### Task statement
Tally every line below where "building" appears, then report the total alone.

### Provided material
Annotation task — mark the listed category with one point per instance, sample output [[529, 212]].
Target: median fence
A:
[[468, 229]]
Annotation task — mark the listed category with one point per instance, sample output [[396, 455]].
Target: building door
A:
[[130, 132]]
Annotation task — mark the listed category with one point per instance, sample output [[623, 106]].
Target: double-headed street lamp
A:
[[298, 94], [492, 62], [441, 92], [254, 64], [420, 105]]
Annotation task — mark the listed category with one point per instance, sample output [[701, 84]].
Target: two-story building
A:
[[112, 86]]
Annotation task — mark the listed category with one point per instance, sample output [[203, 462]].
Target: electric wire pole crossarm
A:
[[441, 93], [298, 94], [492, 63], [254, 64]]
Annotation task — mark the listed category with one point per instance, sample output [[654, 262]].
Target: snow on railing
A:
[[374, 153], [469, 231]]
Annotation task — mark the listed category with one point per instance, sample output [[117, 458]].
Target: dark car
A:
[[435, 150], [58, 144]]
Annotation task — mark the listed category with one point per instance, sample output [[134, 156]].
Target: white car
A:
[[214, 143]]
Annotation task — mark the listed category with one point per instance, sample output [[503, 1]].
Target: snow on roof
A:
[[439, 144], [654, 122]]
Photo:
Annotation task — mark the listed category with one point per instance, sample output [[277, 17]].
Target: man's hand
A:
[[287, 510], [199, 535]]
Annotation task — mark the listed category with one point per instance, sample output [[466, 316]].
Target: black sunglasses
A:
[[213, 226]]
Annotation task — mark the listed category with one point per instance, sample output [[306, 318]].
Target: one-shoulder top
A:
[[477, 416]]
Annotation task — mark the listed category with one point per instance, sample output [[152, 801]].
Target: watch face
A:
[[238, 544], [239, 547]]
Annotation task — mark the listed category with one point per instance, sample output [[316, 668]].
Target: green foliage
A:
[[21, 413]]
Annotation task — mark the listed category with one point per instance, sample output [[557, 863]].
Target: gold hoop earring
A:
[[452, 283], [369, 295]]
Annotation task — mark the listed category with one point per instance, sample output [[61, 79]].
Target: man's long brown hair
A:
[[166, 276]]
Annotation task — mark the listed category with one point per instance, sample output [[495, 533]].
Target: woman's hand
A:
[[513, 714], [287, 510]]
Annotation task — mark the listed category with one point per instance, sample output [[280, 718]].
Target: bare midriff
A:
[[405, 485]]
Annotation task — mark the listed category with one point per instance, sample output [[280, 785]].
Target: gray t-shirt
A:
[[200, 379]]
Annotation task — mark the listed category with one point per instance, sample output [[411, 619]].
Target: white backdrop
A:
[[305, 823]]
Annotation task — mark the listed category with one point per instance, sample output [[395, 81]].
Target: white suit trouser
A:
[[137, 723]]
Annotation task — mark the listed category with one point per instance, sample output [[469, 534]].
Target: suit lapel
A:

### Solution for this task
2